-- BEGIN Task data --

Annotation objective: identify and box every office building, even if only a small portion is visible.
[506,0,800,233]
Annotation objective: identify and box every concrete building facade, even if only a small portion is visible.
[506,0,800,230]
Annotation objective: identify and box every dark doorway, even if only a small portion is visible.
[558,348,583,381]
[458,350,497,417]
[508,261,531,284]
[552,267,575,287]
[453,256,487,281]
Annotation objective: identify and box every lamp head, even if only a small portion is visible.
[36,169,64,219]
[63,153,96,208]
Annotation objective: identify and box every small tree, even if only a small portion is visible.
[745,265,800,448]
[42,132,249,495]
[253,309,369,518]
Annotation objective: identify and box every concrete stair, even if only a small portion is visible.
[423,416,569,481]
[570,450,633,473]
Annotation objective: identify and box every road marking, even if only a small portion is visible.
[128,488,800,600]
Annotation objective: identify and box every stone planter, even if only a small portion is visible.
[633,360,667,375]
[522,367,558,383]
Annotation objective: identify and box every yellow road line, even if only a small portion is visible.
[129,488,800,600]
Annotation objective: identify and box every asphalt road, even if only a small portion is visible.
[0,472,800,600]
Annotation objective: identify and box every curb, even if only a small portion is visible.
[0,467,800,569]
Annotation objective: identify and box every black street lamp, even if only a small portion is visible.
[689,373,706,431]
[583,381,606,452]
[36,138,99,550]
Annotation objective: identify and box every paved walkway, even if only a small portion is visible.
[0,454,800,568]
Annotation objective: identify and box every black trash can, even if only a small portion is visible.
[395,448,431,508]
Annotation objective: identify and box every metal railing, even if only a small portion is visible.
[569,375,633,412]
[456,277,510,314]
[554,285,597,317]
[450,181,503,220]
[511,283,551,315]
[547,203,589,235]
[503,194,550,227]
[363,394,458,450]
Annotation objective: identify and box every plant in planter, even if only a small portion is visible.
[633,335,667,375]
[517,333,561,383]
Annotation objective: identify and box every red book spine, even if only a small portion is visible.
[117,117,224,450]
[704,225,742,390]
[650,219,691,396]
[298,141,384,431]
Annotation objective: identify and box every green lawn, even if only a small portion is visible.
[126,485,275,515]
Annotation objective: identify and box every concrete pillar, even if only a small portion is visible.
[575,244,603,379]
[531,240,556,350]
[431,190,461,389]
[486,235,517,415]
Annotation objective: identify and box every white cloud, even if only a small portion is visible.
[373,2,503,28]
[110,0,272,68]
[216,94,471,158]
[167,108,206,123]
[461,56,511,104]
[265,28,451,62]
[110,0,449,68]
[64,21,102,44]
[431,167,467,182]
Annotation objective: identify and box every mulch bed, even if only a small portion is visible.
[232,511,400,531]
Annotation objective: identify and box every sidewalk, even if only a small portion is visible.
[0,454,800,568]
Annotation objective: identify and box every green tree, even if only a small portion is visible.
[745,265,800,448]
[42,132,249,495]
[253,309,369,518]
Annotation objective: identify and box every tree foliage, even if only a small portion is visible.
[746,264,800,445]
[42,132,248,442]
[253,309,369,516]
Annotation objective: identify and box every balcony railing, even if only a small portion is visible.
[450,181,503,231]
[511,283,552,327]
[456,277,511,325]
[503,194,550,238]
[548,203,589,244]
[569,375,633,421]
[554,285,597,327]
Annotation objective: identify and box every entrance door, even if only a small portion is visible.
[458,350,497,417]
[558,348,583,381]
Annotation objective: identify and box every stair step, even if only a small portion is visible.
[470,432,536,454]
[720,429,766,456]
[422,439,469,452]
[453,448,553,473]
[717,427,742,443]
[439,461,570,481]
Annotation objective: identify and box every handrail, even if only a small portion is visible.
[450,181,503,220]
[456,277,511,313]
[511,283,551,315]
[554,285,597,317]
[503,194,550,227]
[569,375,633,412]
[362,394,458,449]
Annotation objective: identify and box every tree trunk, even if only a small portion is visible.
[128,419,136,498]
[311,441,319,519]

-- END Task data --

Written request: Convert the lines above into a numbered list, omitting any blank lines.

Finished exercise:
1. Annotation objective: identify and box every office building, even if only a small portion is visible.
2. [506,0,800,233]
3. Annotation objective: identify and box every concrete building facade, even if only a small portion is visible.
4. [506,0,800,230]
5. Annotation objective: identify and box every dark doorway, even if only a small portion is visible.
6. [558,348,583,381]
7. [458,350,497,417]
8. [508,261,531,284]
9. [552,267,575,287]
10. [453,256,487,281]
11. Annotation objective: identify and box every lamp head, even if only a small portion is visible.
12. [36,169,64,219]
13. [63,153,96,208]
14. Annotation objective: identify and box every small tree, even if only a small portion is visible.
15. [745,265,800,448]
16. [42,132,249,495]
17. [253,309,369,518]
18. Annotation objective: identify and box every concrete stair, even if only a small portion is visible.
19. [423,416,569,481]
20. [570,450,633,473]
21. Annotation objective: identify and box every road marking, even if only a small portion is visible.
22. [128,488,800,600]
23. Annotation objective: identify and box every stone planter, even if only a small portion is visible.
24. [633,360,667,375]
25. [522,367,558,383]
26. Annotation objective: identify and box every yellow road line, even if only a small portion is visible.
27. [129,488,800,600]
28. Annotation objective: identify and box every asphalt road, even if only a small portion is visible.
29. [0,472,800,600]
30. Annotation objective: identify and box every curb, even if only a small portion is visible.
31. [0,467,800,569]
32. Annotation objective: identify and box every black street lamp, even if only a small portion is visible.
33. [689,373,706,431]
34. [583,381,606,452]
35. [36,138,99,550]
36. Annotation objective: identify and box every paved walkway, even if only a small portion is visible.
37. [0,454,800,568]
38. Annotation objective: identify and box every black trash can, even if only a small portion is visible.
39. [395,448,431,508]
40. Annotation objective: identify and box every metal railing, even if only a small portion is visible.
41. [569,375,633,412]
42. [456,277,510,314]
43. [554,285,597,317]
44. [450,181,503,220]
45. [511,283,551,315]
46. [547,203,589,235]
47. [503,194,550,227]
48. [363,394,458,450]
49. Annotation objective: identify and box every plant in planter, even if only a small portion is visible.
50. [633,335,667,375]
51. [517,333,561,383]
52. Annotation objective: identify and box every red book spine, even if only a small portion is visible.
53. [117,117,224,450]
54. [704,225,742,390]
55. [650,219,691,396]
56. [298,141,384,431]
57. Annotation objective: identify and box every green lawn, even if only a small portion is visible.
58. [126,485,275,515]
59. Annotation objective: identify and box every concrete pillar, even if only a small portion is visible.
60. [575,244,603,379]
61. [531,240,556,350]
62. [431,190,461,389]
63. [486,235,517,415]
64. Annotation objective: identify and box every white cloud, even if only a small portion is visible.
65. [373,2,503,28]
66. [110,0,272,68]
67. [216,94,471,158]
68. [167,108,206,123]
69. [461,56,511,104]
70. [265,28,451,62]
71. [110,0,449,68]
72. [64,21,102,44]
73. [431,167,467,182]
74. Annotation objective: identify and box every mulch bed, even if only a small portion is visible.
75. [232,511,400,531]
76. Annotation objective: identify and box every sidewalk, even if only a small portion is visible.
77. [0,454,800,568]
78. Annotation objective: identify and box every green tree, even if only a small portion is visible.
79. [745,265,800,448]
80. [42,132,249,495]
81. [253,309,369,518]
82. Annotation objective: identify and box every tree foliage, even if only a small portion is visible.
83. [746,264,800,445]
84. [42,132,248,442]
85. [253,309,369,516]
86. Annotation objective: identify and box every balcony railing, even if only a small portion is visible.
87. [450,181,503,231]
88. [511,283,552,327]
89. [456,277,511,325]
90. [503,194,550,238]
91. [548,203,589,244]
92. [569,375,633,421]
93. [554,285,597,327]
94. Annotation objective: identify and box every entrance door, even if only a small portion is visible.
95. [458,350,497,417]
96. [558,348,583,381]
97. Annotation objective: identify and box every stair step, even if only a small portion is visible.
98. [470,432,536,454]
99. [720,429,766,456]
100. [422,439,469,452]
101. [453,448,553,473]
102. [717,427,742,443]
103. [439,461,570,481]
104. Annotation objective: identify and box every handrail, even if only a small portion is visible.
105. [450,181,503,220]
106. [456,277,511,313]
107. [511,283,551,315]
108. [554,285,597,317]
109. [503,194,550,227]
110. [569,375,633,412]
111. [362,394,458,449]
112. Annotation objective: identify and box every tree trunk, even if only a small portion is visible.
113. [128,419,136,498]
114. [311,441,319,519]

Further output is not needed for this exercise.